Data listing
______________________________

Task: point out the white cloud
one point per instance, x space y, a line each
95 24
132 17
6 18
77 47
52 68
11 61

______________________________

**To do**: Write out every record, exactly as written.

**Result of the task**:
Task: point out the white cloud
one point per instance, x space y, a line each
95 24
132 17
6 18
77 47
52 68
11 61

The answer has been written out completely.